**Referring expression pointing data**
******************************

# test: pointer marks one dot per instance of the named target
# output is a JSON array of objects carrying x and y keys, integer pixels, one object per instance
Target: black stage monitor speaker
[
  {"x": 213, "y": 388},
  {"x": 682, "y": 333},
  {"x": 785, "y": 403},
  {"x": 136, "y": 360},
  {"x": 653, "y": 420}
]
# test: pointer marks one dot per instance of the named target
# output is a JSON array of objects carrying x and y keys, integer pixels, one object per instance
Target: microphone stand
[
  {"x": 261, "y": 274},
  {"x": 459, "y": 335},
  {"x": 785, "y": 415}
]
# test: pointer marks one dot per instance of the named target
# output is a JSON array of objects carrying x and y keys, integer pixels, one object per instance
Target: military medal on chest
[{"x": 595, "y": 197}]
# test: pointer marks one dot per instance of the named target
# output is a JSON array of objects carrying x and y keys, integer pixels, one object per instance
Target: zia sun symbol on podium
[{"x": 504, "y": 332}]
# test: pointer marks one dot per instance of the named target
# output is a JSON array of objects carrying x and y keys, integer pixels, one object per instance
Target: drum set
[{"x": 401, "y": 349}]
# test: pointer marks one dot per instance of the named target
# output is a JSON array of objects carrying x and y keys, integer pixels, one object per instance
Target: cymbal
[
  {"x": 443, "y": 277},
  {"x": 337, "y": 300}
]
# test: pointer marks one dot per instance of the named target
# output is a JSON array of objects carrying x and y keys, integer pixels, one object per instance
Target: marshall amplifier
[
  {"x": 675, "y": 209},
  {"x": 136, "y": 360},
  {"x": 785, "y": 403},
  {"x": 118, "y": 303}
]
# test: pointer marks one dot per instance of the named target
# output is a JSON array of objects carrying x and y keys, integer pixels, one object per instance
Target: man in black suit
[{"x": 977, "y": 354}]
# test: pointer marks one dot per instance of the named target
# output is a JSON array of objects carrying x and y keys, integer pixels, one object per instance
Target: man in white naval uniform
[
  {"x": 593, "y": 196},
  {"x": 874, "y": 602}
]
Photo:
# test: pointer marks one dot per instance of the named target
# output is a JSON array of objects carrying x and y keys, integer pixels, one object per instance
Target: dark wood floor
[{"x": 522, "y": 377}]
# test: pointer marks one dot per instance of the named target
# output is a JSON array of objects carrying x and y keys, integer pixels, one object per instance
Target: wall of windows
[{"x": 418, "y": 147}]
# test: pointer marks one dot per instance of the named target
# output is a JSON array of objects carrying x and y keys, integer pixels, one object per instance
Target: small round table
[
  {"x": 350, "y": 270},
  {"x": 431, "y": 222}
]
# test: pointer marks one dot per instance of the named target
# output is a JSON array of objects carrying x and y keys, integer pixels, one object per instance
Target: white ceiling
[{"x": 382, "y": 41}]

******************************

**GOAL OF THE EXERCISE**
Set every line of the data down again, word for word.

**ANSWER**
# test: pointer marks one dot per instance of the named target
# output is a JSON array of objects carrying x and y keys, integer pixels, one object per instance
Target: black stage monitor speaker
[
  {"x": 213, "y": 388},
  {"x": 682, "y": 333},
  {"x": 785, "y": 403},
  {"x": 136, "y": 360},
  {"x": 653, "y": 420}
]
# test: pointer marks one dot per instance of the named target
# output is a JSON array of objects carrying x and y keys, integer pixels, one object per instance
Target: microphone stand
[
  {"x": 261, "y": 274},
  {"x": 459, "y": 335},
  {"x": 785, "y": 415}
]
# test: pointer marks one dot per instance of the named target
# output is a JSON array of objects carrying x and y keys, integer pixels, one object per instance
Target: military medal on chest
[{"x": 595, "y": 197}]
# test: pointer marks one dot per instance of the named target
# output is a JSON array of objects carrying x and y keys, integer pixels, one object per instance
Target: zia sun symbol on podium
[{"x": 504, "y": 332}]
# test: pointer marks one dot per instance of the named target
# output is a JSON array of objects carrying x and y keys, integer pixels, one object per instance
Target: drum set
[{"x": 401, "y": 349}]
# test: pointer marks one dot per instance of the named target
# output is a JSON array of objects carrying x and y keys, integer pixels, one object per instance
Target: cymbal
[
  {"x": 443, "y": 277},
  {"x": 337, "y": 300}
]
# test: pointer marks one dot per instance of the named target
# output is a JSON array of objects carrying x and y keys, integer pixels, one object per instance
Target: marshall amplifier
[
  {"x": 675, "y": 209},
  {"x": 136, "y": 360},
  {"x": 785, "y": 403},
  {"x": 118, "y": 303}
]
# test: pointer marks one dot per instance of the named target
# output is a JSON array of objects carrying x and y keys, integer pixels, one object per instance
Target: man in black suit
[{"x": 977, "y": 354}]
# test: pointer marks one dot per instance of the named target
# output is a JSON array of objects carrying x and y keys, integer pixels, one object per instance
Target: man in white naval uniform
[
  {"x": 593, "y": 196},
  {"x": 874, "y": 602}
]
Photo:
# test: pointer marks one dot per instance of the named target
# output is a JSON array of objects carrying x and y keys, integer pixels, one object per instance
Target: dark wood floor
[{"x": 522, "y": 377}]
# test: pointer marks one dot per instance of the named target
# output is a JSON array of objects carrying x and y keys, integer pixels, one object per instance
Target: wall of windows
[{"x": 418, "y": 147}]
# test: pointer marks one dot per instance of the named target
# output is a JSON array of objects carrying x and y keys, integer pixels, one object per instance
Target: small round table
[
  {"x": 350, "y": 270},
  {"x": 431, "y": 222}
]
# test: pointer marks one dot per instance of the named target
# output is a JSON array of objects carrying x and y keys, integer pixels, one object per instance
Target: white ceiling
[{"x": 382, "y": 41}]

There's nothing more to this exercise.